> What to work on
[1] From the passage on California's workers' comp cost benchmark, list the Workers' Compensation Appeals Board decisions it names.
[2] Based on the passage on California's workers' comp cost benchmark, explain why Poizner rejected the bureau's requested increase.

> Excerpted passage
====

Citing testimony that self-insured employers have been able to reduce overall workers' comp costs, California Insurance Commissioner Steve Poizner rejected the Workers' Compensation Insurance Rating Bureau's request for a 23.7 percent increase in the workers' comp cost benchmark, which is used by many insurers to set pure premium rates.

In April, the bureau cited medical costs and the potential impact of three decisions by the state's Workers' Compensation Appeals Board as the reasons for the increase. Many industry experts had forecasted that the decisions in Almaraz v. Environmental Recovery Services, Guzman v. Milpitas Unified School District, and Ogilvie v. City and County of San Francisco would significantly impact the amount of future permanent disability awards in the state. Poizner, however, urged the bureau to withdraw recommendation after the board announced that it would reconsider its en banc decisions. The commissioner also held hearings to garner feedback on the recommended rate increase and the rise in medical costs.

Poizner said that an increase in the cost benchmark usually leads to rising premiums, with small businesses and their employees feeling the brunt of cost increases.

"My response to this requested record increase by workers' comp insurance companies is this -- no," he said. "I will not include avoidable costs in the benchmark. Because of the faltering economy, record unemployment levels, and objections to the proposed increase from employers, I have focused on whether insurers and other parties in the workers' comp system are exhausting every available avenue to control costs before granting any increase to the benchmark."

Poizner said that while self-insured employers face the same medical inflation and other cost drivers challenging the rest of the industry, they have cut costs in other areas that have resulted in a net decrease in overall workers' comp costs. Testimony from the hearings, he said, indicated that insurers were not realizing efficiencies to bring down the costs in the system. Poizner cited insurers' failure to achieve a balance between cost and benefit with medical provider networks and utilization review, and a lack of effective communication with medical providers.

"The evidence presented at a Department of Insurance investigatory hearing provided a dramatic demonstration of the failure of insurers to adequately utilize the cost containment tools given to them by the Legislature, thereby allowing unnecessary costs to creep into the workers' compensation system," he said.

====

> Data excerpts
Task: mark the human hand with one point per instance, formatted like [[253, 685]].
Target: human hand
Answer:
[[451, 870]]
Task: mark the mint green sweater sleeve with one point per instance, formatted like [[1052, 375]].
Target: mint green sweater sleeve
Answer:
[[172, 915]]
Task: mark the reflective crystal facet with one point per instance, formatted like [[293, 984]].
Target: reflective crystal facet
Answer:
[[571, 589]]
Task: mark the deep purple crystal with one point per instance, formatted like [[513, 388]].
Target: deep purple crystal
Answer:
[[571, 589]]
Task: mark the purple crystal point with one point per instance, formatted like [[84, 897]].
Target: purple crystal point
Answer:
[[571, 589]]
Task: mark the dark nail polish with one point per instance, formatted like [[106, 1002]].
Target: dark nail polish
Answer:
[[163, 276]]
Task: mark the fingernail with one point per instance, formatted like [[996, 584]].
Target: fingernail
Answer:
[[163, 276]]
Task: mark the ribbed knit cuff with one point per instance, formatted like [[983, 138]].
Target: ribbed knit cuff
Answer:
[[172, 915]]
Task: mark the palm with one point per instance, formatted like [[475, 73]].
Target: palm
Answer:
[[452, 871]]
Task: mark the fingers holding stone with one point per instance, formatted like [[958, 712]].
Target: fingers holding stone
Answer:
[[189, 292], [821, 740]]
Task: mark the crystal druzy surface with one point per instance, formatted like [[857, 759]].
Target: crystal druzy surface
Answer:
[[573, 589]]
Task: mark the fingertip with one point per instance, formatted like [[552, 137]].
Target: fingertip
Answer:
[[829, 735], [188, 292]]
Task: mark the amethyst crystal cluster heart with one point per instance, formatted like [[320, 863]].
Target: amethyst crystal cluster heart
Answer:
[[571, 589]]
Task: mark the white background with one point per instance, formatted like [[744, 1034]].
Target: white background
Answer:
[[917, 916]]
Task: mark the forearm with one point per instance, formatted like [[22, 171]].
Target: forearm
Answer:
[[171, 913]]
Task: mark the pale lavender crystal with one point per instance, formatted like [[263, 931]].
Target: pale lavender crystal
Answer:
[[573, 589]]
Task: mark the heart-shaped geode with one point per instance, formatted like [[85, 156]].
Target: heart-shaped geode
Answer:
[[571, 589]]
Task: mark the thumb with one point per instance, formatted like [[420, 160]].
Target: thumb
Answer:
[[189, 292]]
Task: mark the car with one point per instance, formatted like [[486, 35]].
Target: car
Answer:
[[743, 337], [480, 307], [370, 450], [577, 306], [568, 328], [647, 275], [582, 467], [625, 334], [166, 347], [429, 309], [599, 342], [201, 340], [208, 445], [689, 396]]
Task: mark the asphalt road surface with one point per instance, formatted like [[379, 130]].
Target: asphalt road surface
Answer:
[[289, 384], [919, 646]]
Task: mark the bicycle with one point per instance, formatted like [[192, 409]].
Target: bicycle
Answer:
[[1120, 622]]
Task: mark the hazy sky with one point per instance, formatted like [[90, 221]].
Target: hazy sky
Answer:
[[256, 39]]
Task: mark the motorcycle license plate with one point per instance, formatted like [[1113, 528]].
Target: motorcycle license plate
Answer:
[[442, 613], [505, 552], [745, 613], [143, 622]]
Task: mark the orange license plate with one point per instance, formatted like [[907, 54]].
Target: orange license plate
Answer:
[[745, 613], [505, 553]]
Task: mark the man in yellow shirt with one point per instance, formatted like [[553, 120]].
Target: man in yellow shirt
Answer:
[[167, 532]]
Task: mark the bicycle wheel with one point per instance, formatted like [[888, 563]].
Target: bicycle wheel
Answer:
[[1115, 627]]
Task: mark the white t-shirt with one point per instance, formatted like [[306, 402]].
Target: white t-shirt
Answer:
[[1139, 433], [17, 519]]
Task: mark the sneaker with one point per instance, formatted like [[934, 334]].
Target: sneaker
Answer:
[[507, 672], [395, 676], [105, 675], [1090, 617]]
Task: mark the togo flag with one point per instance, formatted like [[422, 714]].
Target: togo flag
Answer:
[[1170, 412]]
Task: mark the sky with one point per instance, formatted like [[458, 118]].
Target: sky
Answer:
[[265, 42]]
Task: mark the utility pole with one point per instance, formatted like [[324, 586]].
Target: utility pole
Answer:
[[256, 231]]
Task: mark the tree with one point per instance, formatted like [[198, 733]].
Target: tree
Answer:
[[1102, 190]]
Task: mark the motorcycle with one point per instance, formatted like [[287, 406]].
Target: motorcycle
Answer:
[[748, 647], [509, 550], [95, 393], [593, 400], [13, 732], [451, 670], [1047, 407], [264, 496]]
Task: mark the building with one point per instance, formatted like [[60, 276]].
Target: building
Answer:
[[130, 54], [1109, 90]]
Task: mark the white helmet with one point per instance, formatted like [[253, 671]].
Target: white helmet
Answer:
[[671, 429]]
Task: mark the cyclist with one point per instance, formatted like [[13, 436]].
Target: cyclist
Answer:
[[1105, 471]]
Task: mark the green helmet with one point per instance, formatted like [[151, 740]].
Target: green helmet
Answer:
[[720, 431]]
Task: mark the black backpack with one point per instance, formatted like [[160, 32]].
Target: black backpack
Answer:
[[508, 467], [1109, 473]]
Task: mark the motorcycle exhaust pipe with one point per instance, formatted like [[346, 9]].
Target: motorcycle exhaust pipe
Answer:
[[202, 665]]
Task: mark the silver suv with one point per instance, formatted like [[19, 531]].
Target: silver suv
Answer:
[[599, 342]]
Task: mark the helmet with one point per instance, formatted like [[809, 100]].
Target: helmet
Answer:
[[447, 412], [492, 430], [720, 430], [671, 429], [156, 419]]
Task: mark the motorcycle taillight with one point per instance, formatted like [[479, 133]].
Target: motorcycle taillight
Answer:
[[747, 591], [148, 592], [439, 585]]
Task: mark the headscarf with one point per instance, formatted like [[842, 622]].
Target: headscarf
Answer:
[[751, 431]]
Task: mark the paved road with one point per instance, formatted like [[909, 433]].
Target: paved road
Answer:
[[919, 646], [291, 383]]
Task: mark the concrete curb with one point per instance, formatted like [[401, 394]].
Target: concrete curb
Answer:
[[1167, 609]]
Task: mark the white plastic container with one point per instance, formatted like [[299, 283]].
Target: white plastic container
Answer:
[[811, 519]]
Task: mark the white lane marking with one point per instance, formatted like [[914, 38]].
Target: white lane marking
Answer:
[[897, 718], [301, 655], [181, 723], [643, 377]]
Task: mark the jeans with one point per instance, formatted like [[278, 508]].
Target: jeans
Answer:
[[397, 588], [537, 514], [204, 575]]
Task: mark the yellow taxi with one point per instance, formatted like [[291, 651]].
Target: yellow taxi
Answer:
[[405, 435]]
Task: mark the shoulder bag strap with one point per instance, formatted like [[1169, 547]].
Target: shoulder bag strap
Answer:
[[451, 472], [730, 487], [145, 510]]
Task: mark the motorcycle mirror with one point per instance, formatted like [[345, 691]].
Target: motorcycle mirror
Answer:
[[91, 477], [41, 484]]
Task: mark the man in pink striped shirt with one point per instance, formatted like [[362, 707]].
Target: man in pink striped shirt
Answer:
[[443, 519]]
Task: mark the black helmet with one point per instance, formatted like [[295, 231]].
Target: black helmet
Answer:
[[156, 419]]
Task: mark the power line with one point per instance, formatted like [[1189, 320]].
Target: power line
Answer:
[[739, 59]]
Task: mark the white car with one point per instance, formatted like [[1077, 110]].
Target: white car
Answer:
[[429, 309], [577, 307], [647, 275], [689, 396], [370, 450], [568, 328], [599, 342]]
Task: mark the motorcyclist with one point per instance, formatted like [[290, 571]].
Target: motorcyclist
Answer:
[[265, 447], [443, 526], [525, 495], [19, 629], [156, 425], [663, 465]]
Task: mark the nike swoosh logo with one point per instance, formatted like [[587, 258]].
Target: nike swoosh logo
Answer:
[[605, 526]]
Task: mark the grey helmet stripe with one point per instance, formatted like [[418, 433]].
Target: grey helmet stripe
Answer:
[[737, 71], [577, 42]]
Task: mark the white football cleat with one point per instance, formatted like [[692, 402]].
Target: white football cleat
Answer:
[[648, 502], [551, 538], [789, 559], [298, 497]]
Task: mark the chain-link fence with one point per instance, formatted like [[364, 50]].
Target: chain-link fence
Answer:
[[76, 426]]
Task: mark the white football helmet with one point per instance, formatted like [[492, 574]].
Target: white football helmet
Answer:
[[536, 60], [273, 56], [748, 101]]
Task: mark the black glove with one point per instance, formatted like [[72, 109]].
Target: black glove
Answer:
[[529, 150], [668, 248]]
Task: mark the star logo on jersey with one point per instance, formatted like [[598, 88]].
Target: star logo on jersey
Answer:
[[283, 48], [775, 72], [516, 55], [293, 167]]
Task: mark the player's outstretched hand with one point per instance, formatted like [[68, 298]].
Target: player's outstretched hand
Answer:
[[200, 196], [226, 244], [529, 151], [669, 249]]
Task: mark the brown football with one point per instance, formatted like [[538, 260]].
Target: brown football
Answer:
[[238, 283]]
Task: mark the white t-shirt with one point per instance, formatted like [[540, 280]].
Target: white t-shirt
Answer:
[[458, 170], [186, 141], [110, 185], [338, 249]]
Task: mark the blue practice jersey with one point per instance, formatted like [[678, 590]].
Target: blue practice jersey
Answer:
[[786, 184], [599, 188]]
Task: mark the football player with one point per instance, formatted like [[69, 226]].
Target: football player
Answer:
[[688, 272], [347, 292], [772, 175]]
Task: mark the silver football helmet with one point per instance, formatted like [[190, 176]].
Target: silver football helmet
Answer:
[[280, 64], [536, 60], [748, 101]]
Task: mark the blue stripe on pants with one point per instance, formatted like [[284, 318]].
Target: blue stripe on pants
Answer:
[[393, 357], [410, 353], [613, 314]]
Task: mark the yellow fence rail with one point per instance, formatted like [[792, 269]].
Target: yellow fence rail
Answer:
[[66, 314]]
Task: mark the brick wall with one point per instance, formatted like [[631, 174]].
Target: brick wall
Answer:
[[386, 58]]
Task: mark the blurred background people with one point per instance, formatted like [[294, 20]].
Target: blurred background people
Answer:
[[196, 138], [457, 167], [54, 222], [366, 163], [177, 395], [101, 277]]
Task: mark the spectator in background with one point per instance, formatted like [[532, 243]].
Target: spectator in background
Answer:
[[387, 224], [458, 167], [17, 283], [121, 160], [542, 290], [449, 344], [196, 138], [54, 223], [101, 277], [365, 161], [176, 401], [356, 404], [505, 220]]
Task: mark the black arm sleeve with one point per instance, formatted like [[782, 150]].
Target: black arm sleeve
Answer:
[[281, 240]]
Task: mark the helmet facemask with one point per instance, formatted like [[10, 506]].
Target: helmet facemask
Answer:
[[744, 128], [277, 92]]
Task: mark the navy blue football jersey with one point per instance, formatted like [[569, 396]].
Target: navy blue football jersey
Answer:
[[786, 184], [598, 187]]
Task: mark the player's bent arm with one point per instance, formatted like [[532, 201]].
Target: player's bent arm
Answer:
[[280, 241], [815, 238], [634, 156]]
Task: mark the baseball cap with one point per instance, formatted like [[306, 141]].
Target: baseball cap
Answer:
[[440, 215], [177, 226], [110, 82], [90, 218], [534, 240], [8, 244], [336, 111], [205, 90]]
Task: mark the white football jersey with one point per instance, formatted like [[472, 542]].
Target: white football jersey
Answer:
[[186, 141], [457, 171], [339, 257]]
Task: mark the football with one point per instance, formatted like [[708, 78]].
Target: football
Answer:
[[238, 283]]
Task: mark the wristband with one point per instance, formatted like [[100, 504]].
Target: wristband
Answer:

====

> Activity answers
[1]
Almaraz v. Environmental Recovery Services
Guzman v. Milpitas Unified School District
Ogilvie v. City and County of San Francisco

[2] Hearing testimony showed that self-insured employers, facing the same medical inflation, had cut costs in other areas for a net decrease in overall workers' comp costs. Insurers, by contrast, were not realizing efficiencies: they failed to balance cost and benefit with medical provider networks and utilization review and communicated poorly with medical providers. Poizner therefore refused to include these avoidable costs in the benchmark.